• _EXERCISE DESCRIPTION_
Retype the whole listing verbatim and keep the pictures out of it.

• _GIVEN RECORDS_
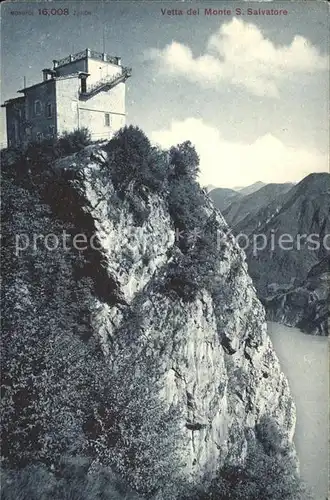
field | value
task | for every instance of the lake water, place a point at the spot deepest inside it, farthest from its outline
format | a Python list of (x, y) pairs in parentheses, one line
[(305, 362)]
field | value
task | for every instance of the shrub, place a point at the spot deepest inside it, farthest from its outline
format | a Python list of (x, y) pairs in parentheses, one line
[(132, 430), (185, 206)]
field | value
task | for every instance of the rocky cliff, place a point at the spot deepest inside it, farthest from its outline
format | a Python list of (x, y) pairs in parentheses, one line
[(96, 308)]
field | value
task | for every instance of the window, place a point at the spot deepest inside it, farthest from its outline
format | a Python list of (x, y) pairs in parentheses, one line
[(107, 120), (49, 110), (37, 108)]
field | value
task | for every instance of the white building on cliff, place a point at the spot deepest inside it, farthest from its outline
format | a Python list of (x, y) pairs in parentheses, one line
[(86, 89)]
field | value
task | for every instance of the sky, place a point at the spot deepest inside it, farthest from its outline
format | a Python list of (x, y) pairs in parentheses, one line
[(250, 91)]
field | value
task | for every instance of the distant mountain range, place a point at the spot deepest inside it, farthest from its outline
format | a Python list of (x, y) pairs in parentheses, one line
[(292, 272)]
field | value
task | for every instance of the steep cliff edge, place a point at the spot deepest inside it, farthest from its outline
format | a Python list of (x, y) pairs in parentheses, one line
[(123, 343)]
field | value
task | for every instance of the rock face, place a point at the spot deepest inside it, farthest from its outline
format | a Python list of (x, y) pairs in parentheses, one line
[(71, 311), (307, 305), (241, 210)]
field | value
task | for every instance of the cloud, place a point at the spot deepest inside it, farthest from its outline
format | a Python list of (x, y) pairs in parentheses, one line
[(239, 53), (228, 164)]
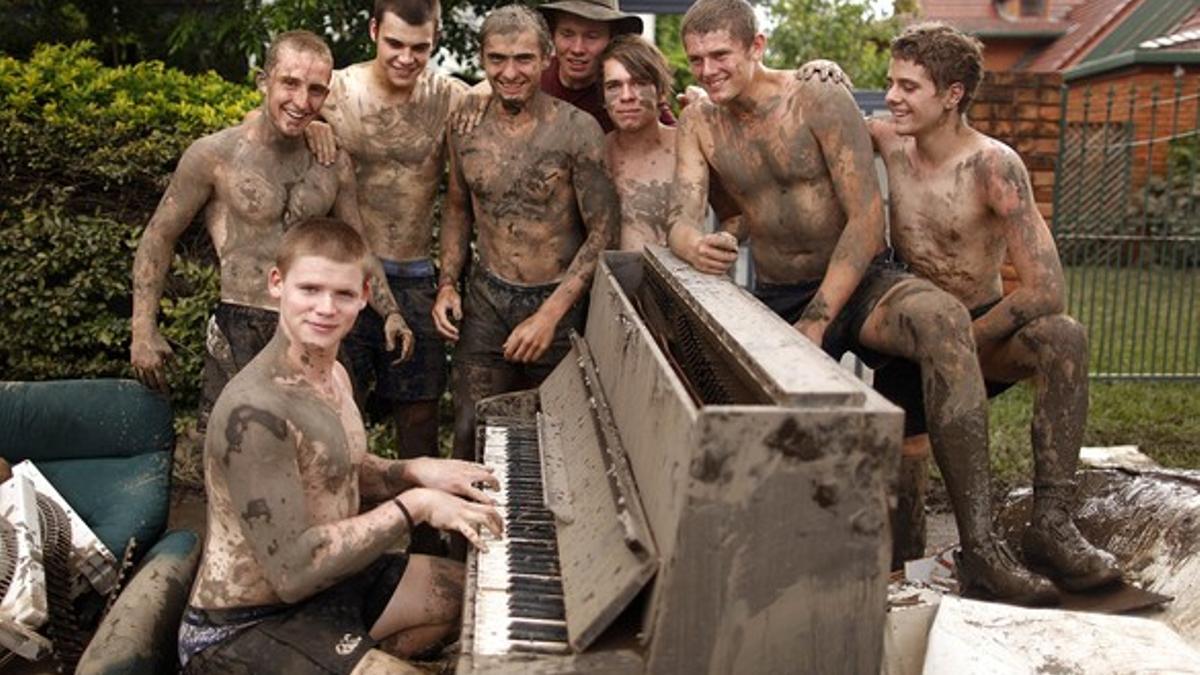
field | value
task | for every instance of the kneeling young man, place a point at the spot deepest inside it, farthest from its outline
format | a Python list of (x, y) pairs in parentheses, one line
[(959, 201), (294, 578)]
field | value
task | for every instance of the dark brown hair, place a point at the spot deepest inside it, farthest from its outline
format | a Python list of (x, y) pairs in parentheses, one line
[(711, 16), (322, 237), (643, 61), (413, 12), (299, 40), (946, 53), (516, 18)]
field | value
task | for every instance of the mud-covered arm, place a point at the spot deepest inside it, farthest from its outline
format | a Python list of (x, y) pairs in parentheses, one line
[(299, 559), (846, 147), (600, 211), (455, 243), (714, 252), (346, 208), (1031, 249), (190, 189)]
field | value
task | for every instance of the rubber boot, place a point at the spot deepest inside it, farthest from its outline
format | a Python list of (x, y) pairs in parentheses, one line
[(1053, 541), (993, 572)]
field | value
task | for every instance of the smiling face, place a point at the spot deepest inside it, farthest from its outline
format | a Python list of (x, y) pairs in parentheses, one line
[(319, 300), (723, 65), (631, 103), (294, 89), (913, 99), (514, 64), (579, 43), (402, 51)]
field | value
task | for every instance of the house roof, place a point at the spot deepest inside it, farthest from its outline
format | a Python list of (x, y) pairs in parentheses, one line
[(1089, 22), (1081, 31)]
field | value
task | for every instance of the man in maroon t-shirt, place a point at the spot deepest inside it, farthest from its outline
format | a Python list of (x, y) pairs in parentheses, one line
[(581, 30)]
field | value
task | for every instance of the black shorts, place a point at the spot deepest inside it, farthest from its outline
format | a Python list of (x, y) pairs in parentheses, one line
[(900, 382), (325, 634), (234, 335), (789, 300), (423, 377), (493, 308)]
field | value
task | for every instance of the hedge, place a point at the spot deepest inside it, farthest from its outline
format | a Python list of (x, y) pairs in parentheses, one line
[(85, 153)]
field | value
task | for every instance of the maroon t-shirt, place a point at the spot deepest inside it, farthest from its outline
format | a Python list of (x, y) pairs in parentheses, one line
[(589, 99)]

• _EXPECTED OUTPUT_
field | value
task | for every instance of the lake water, place a point at the spot deepest inside it, farthest from its outline
format | a Python list of (x, y) pairs in parentheses, one line
[(305, 362)]
field | value
task | for every instance of the shrub, place a point at the spot deepest inside it, farthest from its outline
format | a Python list of (x, y) pairs in parentheses, one line
[(132, 430), (185, 206)]
field | value
task | for every instance of the rocky cliff, place a point at the spot deepest inside it, farthest from its outline
format | a Python list of (x, y) pairs in parentheses, one line
[(96, 308)]
field | value
task | for every instance of the window, place a point at the spot deepest inside it, farthest from its outline
format | a Python list of (x, y) pairs in parentheses, one line
[(107, 120), (49, 110), (37, 108)]
field | value
task | for every instance of the white building on cliff, place a point at the spot deepest inside it, farthest from its outline
format | a Python list of (x, y) pairs in parentheses, one line
[(86, 89)]
field | value
task | for every instance of the sky, place a point at the spot deepest inside it, farthest from its outline
format | a Python list of (x, y) pairs in parentheses, one line
[(250, 91)]
field | value
task | for every instance of the distant mountain range, place a point at the spot deepest inside it, farthest from its outline
format | a Python list of (x, y) pairs in parentheses, one line
[(292, 272)]
field | value
task | for every instance of the steep cliff edge, place a point at the spot deepest inside it, farthest from its outline
format | a Python list of (x, y) pairs in parentheses, one line
[(123, 343)]
field | value
task | for every instance of the rock face, place a point at the spot deepest inside it, farthest from its outline
format | a Python list of (x, y) pairs in parentheses, one line
[(71, 311), (307, 305), (241, 210)]
field | value
task | for every instance of the cloud, place a point at the spot deepest inside it, farthest from its outline
format | a Python list of (x, y) pairs in parentheses, one line
[(239, 53), (228, 164)]
field | value
task | for every instance of the kneeling young man, place a point at the spot deepest inside it, farthest from its outline
format | a Python list of (x, y) pairs in parentheses, one line
[(959, 201), (294, 578)]
field | value
task | for every instance of the dark brown hair, place a point at the spot deepest inside it, farthest from its outline
format | a Python list of (x, y) pairs in parentheses, one line
[(711, 16), (322, 237), (643, 61), (413, 12), (299, 40), (946, 53), (516, 18)]
field | value
task | for every instance of the mud-covered arm, place a point at the spot deepest inside it, farthest from its outline
format | a Python list of (x, y) pairs in parentheses, one line
[(299, 559), (846, 147), (600, 211), (455, 243), (714, 252), (346, 208), (1031, 249), (190, 189)]
field | value
task | for every instance of the rubber boot, place a point at the spot deepest inside it, farthest from its outline
format | a Python list of (x, y) pairs in parentheses, one line
[(1053, 541), (993, 572)]
field | value
task | for every instance of the smiling face, place a point at the spot deepest inside it, farthest from its outline
format | a Python list of (x, y) pairs in parentheses, one line
[(319, 300), (723, 65), (631, 103), (294, 89), (913, 99), (514, 64), (579, 43), (402, 51)]
field | value
task | for every instance of the house roof, place a point at the spot deepest inside it, farthest from its outline
format | a Python list of (x, y) pairs in parentheses, one line
[(1089, 22), (1081, 31)]
field | value
task | for every instance of the man in maroon t-shirt, place a point at the spot deepest inside it, farthest from its outline
format | a Python list of (x, y) pairs in parentheses, one line
[(581, 30)]
field | value
task | for every instance of the black shorts, place a point at the spot deepest inside it, farthest from its outline
format | a Python list of (x, y) pairs in parentheses, one line
[(900, 382), (325, 634), (234, 335), (789, 300), (423, 377), (493, 308)]
field | value
task | for every instance of the hedge, place a point at the spot deepest inside it, farthest from its outline
format | a Python list of (x, y) pairs in parentheses, one line
[(85, 153)]
field | value
task | for every instance of the maroon t-shirt, place a point at the spot deepest inside it, farthest from its outline
format | a Python list of (x, y) pairs in parentheses, one line
[(589, 99)]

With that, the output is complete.